Please rewrite all the records below, substituting "box coordinates" for every "bounding box" and keeping everything else unchanged. Leave the pictures out of your answer.
Start of The data
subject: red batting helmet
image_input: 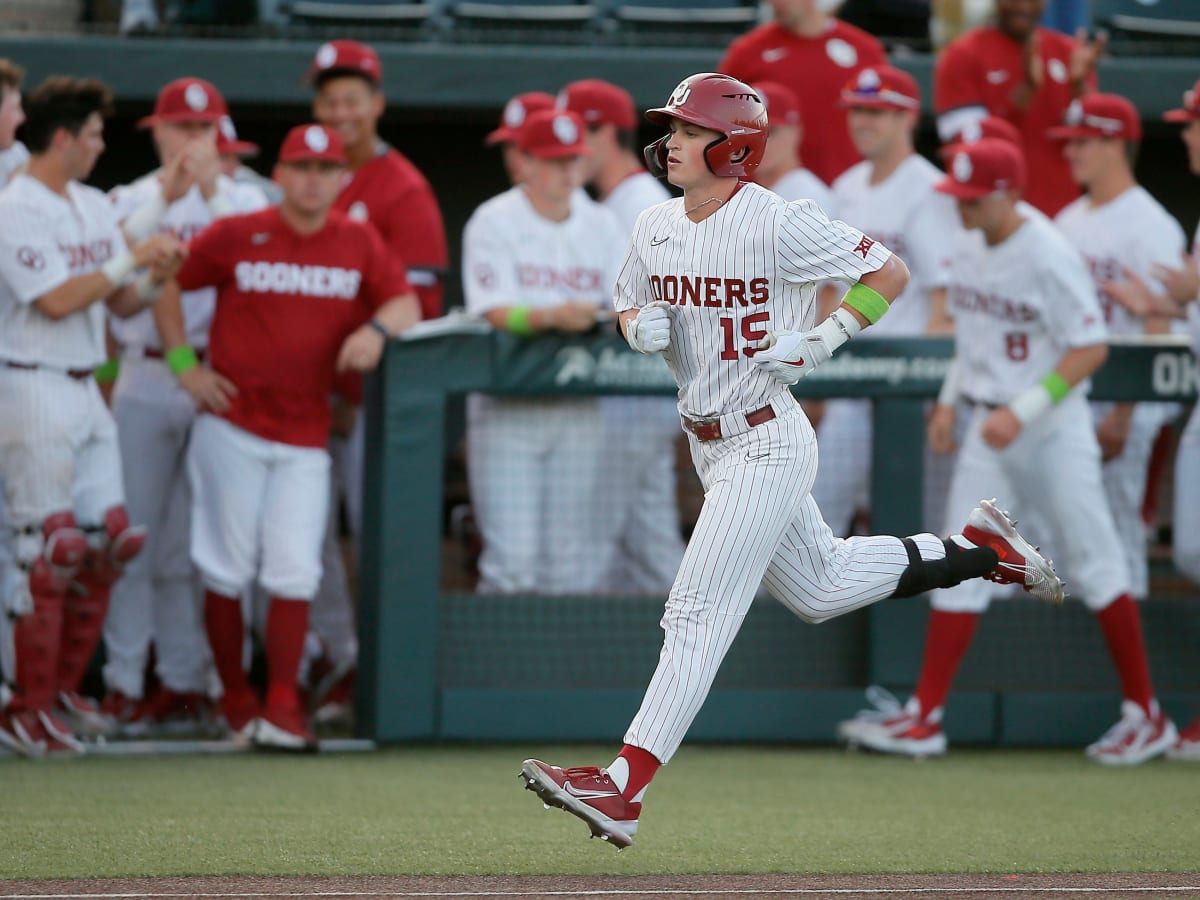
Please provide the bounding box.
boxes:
[644,72,767,178]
End of The data
**Correct result**
subject: red batting helmet
image_input: 
Please provide the box coordinates.
boxes:
[644,72,767,178]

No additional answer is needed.